### Exercise data
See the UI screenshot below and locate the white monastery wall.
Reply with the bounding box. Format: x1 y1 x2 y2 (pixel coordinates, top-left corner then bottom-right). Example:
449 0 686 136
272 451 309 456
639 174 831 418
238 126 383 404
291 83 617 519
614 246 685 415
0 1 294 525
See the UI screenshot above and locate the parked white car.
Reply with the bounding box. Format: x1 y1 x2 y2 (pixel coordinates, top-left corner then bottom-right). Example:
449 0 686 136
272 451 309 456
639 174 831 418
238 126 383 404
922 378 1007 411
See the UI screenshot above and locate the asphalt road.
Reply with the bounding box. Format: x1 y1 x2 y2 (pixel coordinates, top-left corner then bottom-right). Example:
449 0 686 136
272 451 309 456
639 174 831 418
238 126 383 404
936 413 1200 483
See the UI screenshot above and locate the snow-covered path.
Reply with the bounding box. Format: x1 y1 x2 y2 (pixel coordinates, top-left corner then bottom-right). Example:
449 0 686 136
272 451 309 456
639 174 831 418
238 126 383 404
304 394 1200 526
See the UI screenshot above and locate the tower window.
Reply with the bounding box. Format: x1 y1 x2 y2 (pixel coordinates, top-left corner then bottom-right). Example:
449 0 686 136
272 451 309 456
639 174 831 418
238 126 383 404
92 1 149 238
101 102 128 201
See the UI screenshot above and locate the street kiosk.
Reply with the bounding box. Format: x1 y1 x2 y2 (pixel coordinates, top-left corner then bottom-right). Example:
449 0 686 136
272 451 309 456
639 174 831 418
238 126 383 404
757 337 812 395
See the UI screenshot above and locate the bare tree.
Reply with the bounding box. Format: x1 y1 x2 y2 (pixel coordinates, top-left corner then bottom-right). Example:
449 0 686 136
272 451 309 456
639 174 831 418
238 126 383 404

### What to do
Having read the material, return all of it word for word.

### Exercise answer
See the UI screenshot below and locate the white monastery wall.
Reply with the bounding box. Format: x1 y1 x2 y2 (pixel coordinates, top-left corner then bottom-right). Example:
449 0 686 136
272 451 309 456
639 174 831 418
238 126 383 404
291 83 617 519
614 246 685 415
0 1 294 525
See the UI screenshot above and locate the parked white car.
Reply with the bounding box. Format: x1 y1 x2 y2 (pixel coordinates, top-left corner then bottom-right). Example:
449 0 686 136
272 451 309 456
639 174 831 418
238 126 383 404
922 378 1007 411
See the UI screenshot above and locate the asphalt road.
Reply with the bounding box. Format: x1 y1 x2 y2 (pixel coordinates, top-left corner then bottom-right). Example:
449 0 686 136
272 451 309 456
639 174 831 418
238 126 383 404
936 413 1200 483
See the UI screenshot above and locate the snow-covered path.
Reply with the bounding box. Format: x1 y1 x2 y2 (pixel coordinates, top-left corner then bottom-right). Example:
449 0 686 136
272 451 309 456
639 174 831 418
238 126 383 404
304 394 1200 526
See the UI screenshot above and locate the tower window.
Reply with the bounding box. Format: x1 y1 x2 y2 (pixel coordinates, top-left corner then bottom-right). Example:
449 0 686 136
272 451 309 456
639 174 831 418
238 126 383 404
92 1 149 238
101 102 128 201
See the UI screenshot above and locate the street kiosk.
Reply with the bounding box. Format: x1 y1 x2 y2 (pixel coordinates, top-left corner then bottom-right). Example:
449 0 686 136
272 451 309 456
639 174 831 418
238 126 383 404
757 337 812 395
See the UI screenshot above and locate the bare tree.
Reply with the bounding box. Format: x1 y1 x2 y2 (pixel coordinates, top-left corner then bottom-right). Example:
449 0 686 136
272 451 309 456
639 174 831 418
238 126 383 404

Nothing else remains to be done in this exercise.